### Selected passage
>>>>

/sentimentpy

A Python port of the #rstats sentimentr package

Primary LanguagePython

sentimentpy

Project Status: WIP – Initial development is in progress, but there has not yet been a stable, usable release suitable for the public. Build Status

Module Logo

sentimentpy is designed to quickly calculate text polarity sentiment at the sentence level. The user can aggregate these scores by grouping variable(s) using built-in aggregate functions.

sentimentpy (a Python port of the R sentimentr package) is a response to my own needs with sentiment detection that were not addressed by the current R tools. My own polarity function in the R qdap package is slower on larger data sets. It is a dictionary lookup approach that tries to incorporate weighting for valence shifters (negation and amplifiers/deamplifiers). Matthew Jockers created the syuzhet R package that utilizes dictionary lookups for the Bing, NRC, and Afinn methods as well as a custom dictionary. He also utilizes a wrapper for the Stanford coreNLP which uses much more sophisticated analysis. Jocker's dictionary methods are fast but are more prone to error in the case of valence shifters. Jocker's addressed these critiques explaining that the method is good with regard to analyzing general sentiment in a piece of literature. He points to the accuracy of the Stanford detection as well. In my own work I need better accuracy than a simple dictionary lookup; something that considers valence shifters yet optimizes speed which the Stanford's parser does not. This leads to a trade off of speed vs. accuracy. Simply, sentimentpy attempts to balance accuracy and speed.

<<<<

### Work to complete
1. Answer these questions using the sentimentpy description, one answer per line:
(a) Which R package is sentimentpy a port of?
(b) At what level does sentimentpy calculate text polarity sentiment?
(c) Which three named methods does the syuzhet package use dictionary lookups for?
2. Carry the sentimentpy description further, starting right after its final sentence.
These entries come from a separate source, unrelated to the sentimentpy description.

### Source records
>>>>

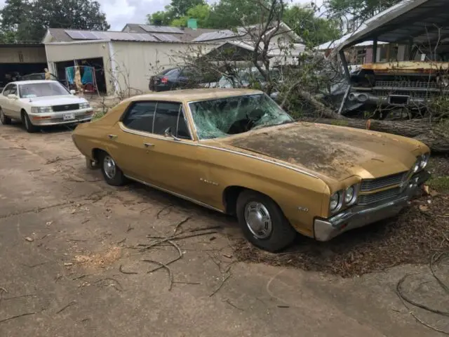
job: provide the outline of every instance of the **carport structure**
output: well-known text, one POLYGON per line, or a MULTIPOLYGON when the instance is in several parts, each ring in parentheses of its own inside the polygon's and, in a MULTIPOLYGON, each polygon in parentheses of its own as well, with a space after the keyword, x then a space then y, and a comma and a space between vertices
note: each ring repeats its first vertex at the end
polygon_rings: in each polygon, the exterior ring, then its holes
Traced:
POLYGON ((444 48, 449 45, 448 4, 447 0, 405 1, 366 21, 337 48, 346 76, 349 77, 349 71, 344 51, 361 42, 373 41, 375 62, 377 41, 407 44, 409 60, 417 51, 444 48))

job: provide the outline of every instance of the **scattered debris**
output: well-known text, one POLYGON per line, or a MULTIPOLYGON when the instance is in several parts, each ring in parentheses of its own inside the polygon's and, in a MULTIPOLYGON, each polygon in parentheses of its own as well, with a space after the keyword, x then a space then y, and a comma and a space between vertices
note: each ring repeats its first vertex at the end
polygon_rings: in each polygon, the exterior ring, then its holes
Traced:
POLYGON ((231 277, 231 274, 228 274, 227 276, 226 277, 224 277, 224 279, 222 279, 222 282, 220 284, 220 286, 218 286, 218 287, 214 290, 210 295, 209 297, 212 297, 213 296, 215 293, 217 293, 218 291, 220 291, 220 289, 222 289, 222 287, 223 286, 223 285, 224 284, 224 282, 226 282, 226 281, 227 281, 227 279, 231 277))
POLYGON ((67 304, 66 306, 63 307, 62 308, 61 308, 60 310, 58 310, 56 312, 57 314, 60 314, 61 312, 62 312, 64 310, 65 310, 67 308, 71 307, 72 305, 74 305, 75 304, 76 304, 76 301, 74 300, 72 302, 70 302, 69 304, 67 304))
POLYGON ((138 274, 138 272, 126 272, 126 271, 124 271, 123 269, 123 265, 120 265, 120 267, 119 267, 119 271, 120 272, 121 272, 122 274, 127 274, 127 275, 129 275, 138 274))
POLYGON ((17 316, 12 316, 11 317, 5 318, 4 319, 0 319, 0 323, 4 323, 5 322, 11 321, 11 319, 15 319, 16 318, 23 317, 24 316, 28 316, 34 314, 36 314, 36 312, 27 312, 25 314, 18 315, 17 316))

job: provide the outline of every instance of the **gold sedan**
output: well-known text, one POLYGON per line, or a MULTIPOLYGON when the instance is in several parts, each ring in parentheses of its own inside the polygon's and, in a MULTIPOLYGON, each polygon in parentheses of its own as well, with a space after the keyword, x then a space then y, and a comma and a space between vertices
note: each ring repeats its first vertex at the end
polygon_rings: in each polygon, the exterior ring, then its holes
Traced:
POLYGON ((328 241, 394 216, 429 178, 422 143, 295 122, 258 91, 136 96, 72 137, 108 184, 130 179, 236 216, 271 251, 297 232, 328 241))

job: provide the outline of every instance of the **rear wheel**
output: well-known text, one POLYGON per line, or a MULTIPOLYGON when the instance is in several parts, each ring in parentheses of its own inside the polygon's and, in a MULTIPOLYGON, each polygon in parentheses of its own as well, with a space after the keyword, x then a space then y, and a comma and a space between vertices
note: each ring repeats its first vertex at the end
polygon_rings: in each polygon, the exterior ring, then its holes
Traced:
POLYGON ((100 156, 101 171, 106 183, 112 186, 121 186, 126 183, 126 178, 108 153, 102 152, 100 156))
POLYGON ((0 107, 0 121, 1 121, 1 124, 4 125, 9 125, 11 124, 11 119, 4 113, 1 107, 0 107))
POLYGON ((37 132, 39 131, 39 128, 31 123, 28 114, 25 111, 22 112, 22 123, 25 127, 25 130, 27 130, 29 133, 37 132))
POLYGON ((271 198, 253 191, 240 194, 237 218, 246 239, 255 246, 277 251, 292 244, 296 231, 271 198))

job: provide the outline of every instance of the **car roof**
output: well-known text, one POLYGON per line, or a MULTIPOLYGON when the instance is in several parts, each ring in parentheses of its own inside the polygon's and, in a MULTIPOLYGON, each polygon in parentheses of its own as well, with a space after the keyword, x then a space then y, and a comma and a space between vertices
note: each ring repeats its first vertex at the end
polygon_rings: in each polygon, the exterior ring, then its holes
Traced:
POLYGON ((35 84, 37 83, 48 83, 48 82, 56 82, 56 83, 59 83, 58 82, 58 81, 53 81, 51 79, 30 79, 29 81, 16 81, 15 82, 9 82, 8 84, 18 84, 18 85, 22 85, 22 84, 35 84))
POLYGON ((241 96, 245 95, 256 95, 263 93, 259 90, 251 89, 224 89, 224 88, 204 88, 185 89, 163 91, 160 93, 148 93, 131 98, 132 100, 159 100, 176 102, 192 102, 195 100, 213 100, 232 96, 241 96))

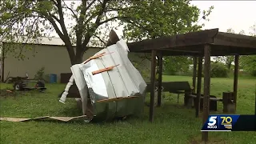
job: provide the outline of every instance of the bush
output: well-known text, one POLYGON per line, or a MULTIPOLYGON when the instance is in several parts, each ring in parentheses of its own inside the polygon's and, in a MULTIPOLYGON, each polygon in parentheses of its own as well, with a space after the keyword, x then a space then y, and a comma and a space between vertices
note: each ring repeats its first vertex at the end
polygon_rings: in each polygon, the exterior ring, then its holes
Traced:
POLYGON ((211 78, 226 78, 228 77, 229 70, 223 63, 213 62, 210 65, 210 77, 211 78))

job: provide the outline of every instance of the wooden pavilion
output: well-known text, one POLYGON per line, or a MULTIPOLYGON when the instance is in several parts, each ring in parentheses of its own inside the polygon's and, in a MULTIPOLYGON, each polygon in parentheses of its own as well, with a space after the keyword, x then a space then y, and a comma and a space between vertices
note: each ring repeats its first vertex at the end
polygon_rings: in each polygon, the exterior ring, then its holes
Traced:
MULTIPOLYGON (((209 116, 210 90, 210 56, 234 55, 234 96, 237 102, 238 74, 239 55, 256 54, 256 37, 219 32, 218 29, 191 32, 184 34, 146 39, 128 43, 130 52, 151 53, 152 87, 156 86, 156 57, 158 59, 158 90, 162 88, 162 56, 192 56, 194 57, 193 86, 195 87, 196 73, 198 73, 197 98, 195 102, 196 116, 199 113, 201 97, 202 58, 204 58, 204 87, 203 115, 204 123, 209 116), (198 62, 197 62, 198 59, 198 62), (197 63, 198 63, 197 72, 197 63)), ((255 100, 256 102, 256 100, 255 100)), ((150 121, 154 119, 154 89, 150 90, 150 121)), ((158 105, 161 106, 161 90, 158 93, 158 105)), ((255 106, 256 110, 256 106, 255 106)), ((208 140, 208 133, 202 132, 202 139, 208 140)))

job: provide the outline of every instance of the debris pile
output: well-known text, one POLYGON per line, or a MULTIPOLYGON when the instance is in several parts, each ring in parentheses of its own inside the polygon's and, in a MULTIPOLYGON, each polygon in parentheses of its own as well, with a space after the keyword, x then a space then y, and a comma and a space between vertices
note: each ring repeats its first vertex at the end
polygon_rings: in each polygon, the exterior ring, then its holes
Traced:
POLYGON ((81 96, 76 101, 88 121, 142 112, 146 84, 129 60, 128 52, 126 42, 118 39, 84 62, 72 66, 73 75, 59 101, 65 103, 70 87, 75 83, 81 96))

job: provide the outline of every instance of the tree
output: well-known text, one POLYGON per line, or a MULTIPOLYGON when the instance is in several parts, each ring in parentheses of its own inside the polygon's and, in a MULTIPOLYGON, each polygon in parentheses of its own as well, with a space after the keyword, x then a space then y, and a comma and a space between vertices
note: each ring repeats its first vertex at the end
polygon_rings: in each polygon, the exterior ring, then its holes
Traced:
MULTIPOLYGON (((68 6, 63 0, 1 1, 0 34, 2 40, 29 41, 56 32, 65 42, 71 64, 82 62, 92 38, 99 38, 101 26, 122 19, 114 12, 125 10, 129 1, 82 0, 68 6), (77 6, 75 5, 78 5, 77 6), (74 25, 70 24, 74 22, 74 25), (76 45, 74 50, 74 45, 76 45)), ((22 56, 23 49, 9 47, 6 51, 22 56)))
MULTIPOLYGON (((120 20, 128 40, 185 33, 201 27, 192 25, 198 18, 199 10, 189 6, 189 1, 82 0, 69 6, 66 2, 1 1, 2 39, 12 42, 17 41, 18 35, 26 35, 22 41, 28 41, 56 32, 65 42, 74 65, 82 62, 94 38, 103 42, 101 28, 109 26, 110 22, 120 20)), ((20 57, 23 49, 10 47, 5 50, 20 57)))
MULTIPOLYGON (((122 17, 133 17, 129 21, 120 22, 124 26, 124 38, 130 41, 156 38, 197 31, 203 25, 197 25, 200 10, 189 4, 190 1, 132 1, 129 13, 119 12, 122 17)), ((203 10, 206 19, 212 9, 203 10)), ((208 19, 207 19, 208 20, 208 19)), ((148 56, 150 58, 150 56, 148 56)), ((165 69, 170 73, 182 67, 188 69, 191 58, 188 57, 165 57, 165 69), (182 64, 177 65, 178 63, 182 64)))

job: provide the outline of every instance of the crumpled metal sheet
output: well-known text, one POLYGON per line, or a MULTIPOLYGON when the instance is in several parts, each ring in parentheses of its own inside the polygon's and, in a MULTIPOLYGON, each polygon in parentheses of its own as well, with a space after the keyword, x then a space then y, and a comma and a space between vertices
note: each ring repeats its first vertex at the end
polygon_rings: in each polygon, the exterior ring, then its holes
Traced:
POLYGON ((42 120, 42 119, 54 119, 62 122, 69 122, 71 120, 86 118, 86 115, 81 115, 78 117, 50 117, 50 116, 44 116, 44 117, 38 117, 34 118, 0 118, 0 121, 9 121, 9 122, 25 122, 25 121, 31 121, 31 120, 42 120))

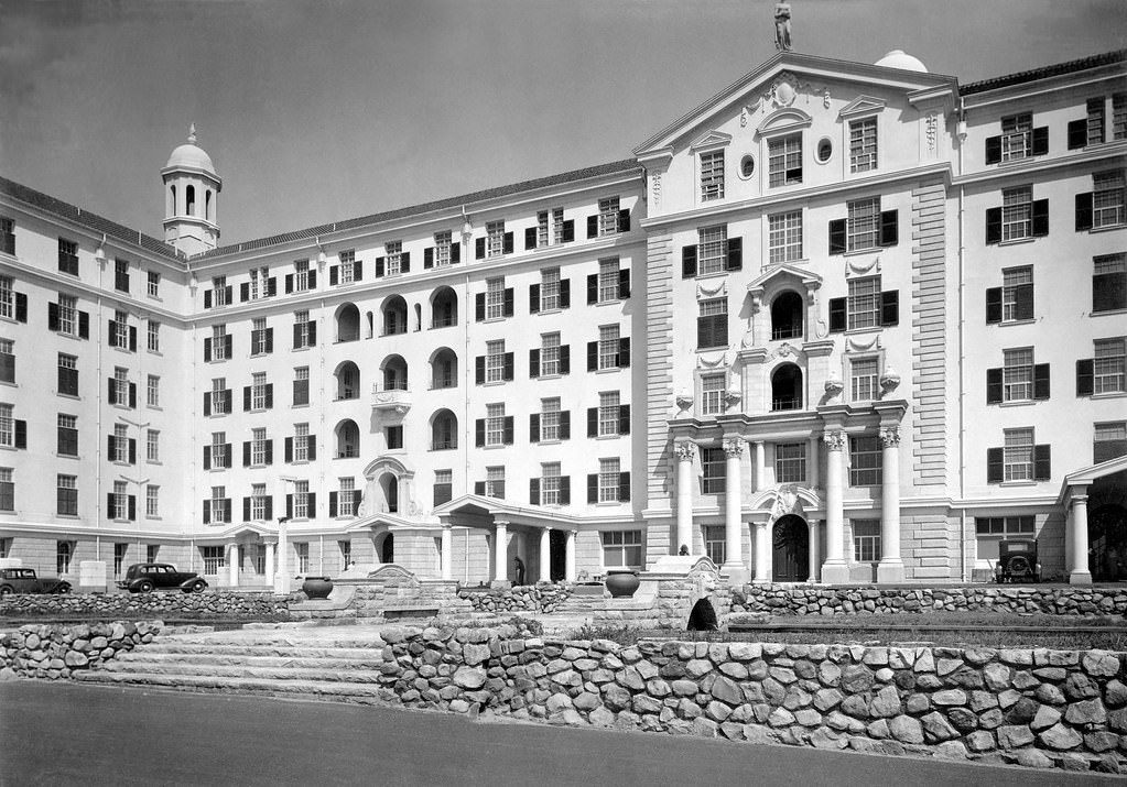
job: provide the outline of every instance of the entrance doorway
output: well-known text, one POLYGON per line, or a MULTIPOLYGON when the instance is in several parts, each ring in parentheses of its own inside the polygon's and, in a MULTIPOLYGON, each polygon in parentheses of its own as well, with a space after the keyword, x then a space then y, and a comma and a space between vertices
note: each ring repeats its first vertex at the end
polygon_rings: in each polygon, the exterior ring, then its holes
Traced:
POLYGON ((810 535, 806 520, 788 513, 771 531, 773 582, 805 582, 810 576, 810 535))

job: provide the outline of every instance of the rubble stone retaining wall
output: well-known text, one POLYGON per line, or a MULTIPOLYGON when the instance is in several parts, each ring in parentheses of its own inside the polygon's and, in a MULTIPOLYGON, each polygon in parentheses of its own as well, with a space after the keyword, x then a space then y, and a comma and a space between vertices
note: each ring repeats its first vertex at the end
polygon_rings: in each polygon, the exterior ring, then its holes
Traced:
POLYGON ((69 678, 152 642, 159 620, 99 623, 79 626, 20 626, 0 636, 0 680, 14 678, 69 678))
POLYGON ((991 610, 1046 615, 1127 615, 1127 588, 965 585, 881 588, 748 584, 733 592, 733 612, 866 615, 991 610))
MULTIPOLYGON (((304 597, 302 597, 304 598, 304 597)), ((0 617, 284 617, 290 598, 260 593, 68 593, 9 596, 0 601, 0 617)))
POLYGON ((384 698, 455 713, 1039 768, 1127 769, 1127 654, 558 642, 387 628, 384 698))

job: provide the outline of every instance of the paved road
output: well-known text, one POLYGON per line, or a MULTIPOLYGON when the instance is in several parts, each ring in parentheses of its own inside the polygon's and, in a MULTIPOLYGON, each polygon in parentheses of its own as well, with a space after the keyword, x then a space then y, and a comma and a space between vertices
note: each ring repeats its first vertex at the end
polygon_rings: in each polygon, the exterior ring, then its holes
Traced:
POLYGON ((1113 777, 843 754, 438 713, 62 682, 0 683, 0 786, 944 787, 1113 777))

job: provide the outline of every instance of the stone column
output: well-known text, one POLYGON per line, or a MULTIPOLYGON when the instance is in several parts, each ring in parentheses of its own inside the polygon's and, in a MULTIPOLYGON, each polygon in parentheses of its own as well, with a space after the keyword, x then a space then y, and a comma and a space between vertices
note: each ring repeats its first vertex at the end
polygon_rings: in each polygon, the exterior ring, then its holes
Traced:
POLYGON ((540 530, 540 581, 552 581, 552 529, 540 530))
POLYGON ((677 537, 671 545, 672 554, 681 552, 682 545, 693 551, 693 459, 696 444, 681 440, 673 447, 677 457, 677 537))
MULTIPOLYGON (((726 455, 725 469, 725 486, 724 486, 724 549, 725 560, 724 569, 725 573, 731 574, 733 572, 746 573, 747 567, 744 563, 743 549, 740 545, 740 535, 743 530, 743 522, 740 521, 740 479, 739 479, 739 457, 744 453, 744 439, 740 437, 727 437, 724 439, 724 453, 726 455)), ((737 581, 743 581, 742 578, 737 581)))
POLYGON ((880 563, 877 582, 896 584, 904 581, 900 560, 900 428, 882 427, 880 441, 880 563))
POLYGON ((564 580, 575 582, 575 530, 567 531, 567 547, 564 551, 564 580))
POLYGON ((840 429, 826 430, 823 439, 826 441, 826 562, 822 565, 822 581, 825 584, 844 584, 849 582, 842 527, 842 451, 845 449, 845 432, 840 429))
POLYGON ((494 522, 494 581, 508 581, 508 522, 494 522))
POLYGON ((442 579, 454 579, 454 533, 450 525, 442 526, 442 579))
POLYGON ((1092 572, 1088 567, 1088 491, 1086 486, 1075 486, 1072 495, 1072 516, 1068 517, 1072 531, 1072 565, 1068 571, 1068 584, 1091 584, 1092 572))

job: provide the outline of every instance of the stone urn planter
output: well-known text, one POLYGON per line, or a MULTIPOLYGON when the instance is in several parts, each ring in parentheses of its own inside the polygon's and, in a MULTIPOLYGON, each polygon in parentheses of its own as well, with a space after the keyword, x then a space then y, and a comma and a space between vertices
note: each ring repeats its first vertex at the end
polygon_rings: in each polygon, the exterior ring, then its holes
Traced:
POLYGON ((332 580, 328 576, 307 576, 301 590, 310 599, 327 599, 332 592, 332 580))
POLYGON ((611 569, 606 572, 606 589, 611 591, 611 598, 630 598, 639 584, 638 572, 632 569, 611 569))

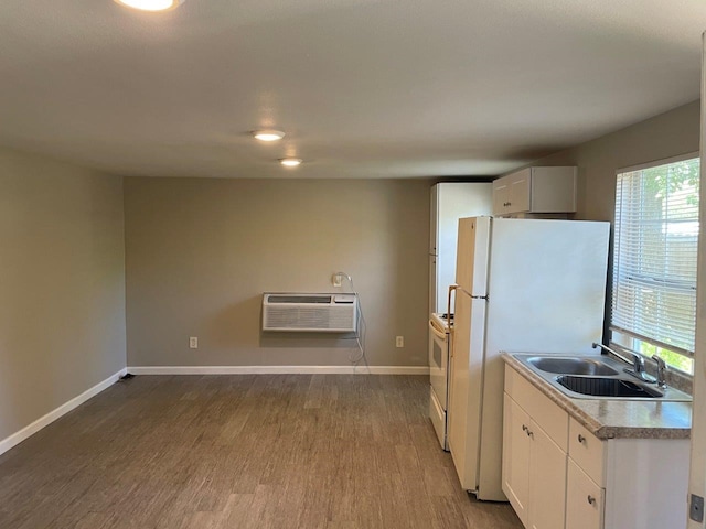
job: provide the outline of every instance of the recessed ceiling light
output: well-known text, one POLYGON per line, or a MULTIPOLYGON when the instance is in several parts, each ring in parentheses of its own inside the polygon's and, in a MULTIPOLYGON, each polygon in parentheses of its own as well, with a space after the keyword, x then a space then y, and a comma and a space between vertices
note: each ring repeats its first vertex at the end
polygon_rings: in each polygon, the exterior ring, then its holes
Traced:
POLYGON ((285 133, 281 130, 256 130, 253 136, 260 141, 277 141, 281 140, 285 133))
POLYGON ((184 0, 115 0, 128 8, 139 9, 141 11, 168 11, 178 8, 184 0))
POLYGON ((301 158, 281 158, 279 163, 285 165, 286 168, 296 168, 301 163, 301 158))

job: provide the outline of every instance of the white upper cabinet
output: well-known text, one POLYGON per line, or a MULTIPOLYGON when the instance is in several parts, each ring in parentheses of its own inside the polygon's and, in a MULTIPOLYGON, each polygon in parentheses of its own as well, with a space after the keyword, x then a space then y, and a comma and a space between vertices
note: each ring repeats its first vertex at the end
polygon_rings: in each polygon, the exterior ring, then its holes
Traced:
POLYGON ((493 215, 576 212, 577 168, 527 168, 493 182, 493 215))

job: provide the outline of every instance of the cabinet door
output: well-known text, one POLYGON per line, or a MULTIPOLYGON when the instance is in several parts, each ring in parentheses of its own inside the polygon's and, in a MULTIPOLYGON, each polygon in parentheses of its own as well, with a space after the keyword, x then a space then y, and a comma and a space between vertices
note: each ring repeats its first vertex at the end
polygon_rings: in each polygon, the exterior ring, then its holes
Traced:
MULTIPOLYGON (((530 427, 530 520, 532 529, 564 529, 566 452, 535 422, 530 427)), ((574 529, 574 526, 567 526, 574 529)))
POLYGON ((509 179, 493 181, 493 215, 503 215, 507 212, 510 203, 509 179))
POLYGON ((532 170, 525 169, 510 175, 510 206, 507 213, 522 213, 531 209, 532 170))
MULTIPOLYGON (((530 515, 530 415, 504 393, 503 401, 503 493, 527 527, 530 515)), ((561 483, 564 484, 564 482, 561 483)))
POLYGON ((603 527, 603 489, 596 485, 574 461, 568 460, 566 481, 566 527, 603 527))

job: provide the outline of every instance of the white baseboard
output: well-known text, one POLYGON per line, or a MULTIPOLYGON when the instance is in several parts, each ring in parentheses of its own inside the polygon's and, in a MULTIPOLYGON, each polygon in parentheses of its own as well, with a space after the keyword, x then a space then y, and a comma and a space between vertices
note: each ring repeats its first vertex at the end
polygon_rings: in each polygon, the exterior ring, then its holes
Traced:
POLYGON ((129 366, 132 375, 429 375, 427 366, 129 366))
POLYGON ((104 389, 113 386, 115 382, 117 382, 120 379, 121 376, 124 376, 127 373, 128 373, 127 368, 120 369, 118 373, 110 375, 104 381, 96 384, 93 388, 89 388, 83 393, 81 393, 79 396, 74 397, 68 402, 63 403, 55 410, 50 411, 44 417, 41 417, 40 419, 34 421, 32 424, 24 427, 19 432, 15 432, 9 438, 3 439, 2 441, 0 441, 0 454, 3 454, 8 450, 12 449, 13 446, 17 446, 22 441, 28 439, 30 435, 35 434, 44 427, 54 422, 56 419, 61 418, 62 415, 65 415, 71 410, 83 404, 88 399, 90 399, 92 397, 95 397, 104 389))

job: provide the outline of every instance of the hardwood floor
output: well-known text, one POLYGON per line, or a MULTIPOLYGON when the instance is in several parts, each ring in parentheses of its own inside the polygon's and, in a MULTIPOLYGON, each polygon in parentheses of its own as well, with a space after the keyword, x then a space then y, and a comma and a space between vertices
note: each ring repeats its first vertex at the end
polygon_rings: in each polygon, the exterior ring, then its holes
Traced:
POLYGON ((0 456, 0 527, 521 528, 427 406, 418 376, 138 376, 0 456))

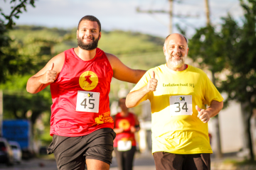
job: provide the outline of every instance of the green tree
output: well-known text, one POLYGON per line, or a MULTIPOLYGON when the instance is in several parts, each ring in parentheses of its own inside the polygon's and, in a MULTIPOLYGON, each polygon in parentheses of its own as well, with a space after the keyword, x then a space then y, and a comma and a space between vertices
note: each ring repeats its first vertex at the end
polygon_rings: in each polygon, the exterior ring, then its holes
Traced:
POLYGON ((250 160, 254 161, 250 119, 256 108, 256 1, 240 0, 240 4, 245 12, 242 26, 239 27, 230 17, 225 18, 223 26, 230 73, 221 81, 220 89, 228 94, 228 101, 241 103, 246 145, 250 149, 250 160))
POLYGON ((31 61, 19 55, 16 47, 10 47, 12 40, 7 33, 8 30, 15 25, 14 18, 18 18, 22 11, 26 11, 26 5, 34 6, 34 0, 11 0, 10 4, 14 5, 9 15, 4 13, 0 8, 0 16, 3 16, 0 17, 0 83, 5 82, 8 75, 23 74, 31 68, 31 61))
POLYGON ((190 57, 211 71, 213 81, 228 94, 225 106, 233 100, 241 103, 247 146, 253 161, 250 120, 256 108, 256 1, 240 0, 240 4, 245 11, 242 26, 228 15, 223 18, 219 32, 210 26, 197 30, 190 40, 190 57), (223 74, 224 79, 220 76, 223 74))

<<<<

### Answers given
1.
(a) The sentimentr package.
(b) At the sentence level.
(c) Bing, NRC, and Afinn.

2.
Installation

Currently, this is a GitHub package. To install use:

pip install git+https://github.com/trinker/sentimentpy

Sentence Splitting

import sentimentpy.split_sentences as ss

s = [
    ' I like you.  P.S. I like carrots too mrs. dunbar. Well let\'s go to 100th st. around the corner.   ',
    'Hello Dr. Livingstone.  How are you?',
    'This is sill an incomplete thou.'

]

ss.split_sentences(s)
['I like you.',
  'P.S. I like carrots too mrs. dunbar.',
  "Well let's go to 100th st. around the corner.",
  'Hello Dr. Livingstone.',
  'How are you?',
  'This is sill an incomplete thou.']
x = [
    " ".join(
        ["Mr. Brown comes! He says hello. i give him coffee.  i will ",
        "go at 5 p. m. eastern time.  Or somewhere in between!go there"
    ]),
    " ".join(
        ["Marvin K. Mooney Will You Please Go Now!", "The time has come.",
        "The time has come. The time is now. Just go. Go. GO!",
        "I don't care how."
    ])
]

ss.split_sentences(x)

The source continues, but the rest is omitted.